- PROBLEM REQUIREMENTS: Return, exactly as written, all lines from the line containing "Can you see the green hoodie?" to the end of the entries below, with both ends included.

- INPUT FOR THIS TASK:
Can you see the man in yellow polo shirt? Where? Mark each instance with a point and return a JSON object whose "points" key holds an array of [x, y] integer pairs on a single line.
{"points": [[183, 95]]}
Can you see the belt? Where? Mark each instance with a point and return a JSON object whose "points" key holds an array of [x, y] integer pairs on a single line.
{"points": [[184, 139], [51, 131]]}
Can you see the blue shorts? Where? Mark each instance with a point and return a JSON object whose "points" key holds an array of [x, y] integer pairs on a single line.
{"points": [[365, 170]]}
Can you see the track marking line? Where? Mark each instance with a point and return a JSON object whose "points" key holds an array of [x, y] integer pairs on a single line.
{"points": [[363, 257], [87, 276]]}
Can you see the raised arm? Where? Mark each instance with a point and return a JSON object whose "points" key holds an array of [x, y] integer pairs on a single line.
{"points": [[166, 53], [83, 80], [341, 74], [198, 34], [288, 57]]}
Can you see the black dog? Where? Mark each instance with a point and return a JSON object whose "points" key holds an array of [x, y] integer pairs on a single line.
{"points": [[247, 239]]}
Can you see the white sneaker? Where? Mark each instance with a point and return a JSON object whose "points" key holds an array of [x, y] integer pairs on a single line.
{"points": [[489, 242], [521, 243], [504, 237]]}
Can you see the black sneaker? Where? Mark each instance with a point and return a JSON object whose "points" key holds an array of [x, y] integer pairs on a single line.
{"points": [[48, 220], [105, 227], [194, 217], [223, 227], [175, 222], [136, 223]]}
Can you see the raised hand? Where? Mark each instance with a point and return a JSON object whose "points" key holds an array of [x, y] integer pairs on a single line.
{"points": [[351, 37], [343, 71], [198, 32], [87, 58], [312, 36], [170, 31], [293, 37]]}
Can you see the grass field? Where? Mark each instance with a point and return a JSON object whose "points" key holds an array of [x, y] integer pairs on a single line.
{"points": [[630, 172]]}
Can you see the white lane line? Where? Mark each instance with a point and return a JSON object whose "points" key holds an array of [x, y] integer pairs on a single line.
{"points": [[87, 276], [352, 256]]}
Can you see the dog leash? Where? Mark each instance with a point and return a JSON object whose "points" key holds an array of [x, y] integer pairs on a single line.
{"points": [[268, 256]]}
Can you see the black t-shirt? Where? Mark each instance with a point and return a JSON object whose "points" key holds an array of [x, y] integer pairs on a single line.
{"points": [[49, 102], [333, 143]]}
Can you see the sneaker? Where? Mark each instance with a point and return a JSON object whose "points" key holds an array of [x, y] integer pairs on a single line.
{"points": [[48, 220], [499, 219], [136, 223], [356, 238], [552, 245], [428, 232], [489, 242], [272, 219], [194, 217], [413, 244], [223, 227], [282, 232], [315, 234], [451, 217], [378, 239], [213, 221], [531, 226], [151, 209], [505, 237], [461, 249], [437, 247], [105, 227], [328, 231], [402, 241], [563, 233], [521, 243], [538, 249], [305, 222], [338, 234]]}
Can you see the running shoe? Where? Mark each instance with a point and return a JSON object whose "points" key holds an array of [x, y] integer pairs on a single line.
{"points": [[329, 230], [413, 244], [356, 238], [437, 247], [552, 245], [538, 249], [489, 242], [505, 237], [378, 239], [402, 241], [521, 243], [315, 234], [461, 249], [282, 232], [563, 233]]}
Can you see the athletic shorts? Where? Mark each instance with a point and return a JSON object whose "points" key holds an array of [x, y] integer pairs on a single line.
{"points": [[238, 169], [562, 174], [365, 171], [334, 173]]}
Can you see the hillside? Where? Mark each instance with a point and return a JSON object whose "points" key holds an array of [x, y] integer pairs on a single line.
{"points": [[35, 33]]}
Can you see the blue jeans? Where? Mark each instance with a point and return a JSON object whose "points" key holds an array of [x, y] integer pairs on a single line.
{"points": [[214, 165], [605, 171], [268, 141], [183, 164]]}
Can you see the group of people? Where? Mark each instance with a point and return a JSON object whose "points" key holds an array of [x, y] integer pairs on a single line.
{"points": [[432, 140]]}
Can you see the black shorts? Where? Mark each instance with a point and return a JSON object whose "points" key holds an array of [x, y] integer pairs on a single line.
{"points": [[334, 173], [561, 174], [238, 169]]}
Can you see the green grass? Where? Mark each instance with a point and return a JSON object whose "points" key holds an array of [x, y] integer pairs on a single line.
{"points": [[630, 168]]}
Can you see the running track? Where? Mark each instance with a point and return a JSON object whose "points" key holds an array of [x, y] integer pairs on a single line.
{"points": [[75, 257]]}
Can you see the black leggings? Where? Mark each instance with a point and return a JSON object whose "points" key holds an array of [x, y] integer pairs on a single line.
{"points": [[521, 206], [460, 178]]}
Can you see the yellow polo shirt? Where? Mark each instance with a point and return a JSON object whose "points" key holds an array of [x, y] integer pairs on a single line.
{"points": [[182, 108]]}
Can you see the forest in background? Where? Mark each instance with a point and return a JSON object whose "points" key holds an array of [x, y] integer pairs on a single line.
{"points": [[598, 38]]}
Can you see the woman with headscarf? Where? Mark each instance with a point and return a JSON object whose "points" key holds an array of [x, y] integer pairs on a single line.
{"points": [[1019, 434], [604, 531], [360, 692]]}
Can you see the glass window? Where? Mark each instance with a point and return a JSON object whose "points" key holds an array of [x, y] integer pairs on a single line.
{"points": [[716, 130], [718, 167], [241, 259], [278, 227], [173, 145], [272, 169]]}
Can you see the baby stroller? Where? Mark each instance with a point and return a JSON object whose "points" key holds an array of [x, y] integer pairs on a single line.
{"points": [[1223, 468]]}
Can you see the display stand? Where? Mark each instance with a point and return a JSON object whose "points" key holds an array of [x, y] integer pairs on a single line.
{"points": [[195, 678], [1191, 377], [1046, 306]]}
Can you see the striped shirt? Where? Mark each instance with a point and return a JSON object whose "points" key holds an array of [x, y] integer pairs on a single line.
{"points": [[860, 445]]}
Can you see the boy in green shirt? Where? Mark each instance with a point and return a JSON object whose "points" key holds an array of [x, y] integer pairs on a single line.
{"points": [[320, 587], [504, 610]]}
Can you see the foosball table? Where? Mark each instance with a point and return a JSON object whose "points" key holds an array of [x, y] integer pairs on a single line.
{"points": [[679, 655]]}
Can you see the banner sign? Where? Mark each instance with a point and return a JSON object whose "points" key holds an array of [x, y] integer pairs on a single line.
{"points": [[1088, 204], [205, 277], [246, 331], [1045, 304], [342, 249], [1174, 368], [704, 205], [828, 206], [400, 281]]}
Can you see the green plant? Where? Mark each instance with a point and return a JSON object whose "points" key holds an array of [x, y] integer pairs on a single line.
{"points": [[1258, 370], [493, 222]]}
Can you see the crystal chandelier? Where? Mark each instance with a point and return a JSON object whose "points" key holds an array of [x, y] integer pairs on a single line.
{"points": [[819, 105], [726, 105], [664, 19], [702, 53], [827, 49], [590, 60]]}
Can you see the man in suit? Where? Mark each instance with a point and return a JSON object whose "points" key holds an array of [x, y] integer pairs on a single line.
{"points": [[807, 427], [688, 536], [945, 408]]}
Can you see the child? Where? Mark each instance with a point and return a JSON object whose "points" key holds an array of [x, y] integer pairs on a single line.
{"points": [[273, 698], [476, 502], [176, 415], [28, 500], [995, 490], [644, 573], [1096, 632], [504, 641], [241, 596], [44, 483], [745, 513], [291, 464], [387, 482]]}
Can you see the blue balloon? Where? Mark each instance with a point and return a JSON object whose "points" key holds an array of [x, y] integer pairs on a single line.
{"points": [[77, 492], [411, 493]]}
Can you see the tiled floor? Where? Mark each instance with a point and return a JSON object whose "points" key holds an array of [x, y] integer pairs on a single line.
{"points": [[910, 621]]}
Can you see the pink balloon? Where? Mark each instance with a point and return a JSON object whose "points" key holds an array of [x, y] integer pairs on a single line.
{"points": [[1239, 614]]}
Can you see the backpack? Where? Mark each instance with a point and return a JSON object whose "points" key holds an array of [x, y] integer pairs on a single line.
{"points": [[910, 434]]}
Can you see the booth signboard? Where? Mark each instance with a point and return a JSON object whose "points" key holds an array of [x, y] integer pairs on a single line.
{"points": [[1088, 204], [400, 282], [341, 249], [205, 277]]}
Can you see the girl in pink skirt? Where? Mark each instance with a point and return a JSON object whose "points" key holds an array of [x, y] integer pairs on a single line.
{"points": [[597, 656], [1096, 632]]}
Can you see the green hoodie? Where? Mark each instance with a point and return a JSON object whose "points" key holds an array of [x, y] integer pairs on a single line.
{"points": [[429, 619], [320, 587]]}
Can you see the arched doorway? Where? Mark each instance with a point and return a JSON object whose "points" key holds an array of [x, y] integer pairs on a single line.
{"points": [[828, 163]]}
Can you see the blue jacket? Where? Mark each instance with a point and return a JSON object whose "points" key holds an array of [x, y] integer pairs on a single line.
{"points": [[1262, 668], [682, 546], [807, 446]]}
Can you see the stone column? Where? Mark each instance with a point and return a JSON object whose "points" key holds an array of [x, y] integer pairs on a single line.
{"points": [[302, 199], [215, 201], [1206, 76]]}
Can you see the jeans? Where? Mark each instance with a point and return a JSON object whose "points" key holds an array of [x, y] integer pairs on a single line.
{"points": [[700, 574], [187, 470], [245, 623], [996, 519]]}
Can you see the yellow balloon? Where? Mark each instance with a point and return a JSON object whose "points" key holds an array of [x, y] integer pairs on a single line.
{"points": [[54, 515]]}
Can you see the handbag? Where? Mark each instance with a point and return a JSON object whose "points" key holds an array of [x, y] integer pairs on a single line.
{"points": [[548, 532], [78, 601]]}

- RESPONSE TO THIS TASK:
Can you see the green hoodie? Where? Mark each instance with a point and return a JSON object whose "points" key holds an array of [x, y] integer pairs on a single line.
{"points": [[429, 619], [320, 587]]}
Can you see the arched doorway? Where? Mark each instance with a point and return a JSON object whose "points" key holds an array of [x, y] integer pairs on a single line.
{"points": [[828, 163]]}
Can you see the blue jacket? Where? Mark each instance with a point and return a JSON object whose "points" key holds an array of [x, y] integer pairs on a single line.
{"points": [[1262, 668], [682, 546], [807, 446]]}
Can you see the stone column? Where? Mark each instance with a point and return a JSON object whose "points" key holds an array of [x, y] integer pairs on a single line.
{"points": [[302, 199], [215, 201], [1206, 76]]}
Can you see the jeans? Where? Mark each instance with a point and return a JSON object whose "points" key holds an array of [x, y] integer pairs on a single line.
{"points": [[700, 574], [187, 470], [245, 623], [996, 519]]}
Can you see the yellow balloon? Where? Mark each instance with a point and return a JSON object whose "points" key holds an array of [x, y] integer pairs on a single line.
{"points": [[54, 515]]}
Can you see the handbag? Where? Mark each instance with a point and return a JSON object whose "points" key holds an array of [x, y] integer pairs on a single line.
{"points": [[548, 532], [78, 601]]}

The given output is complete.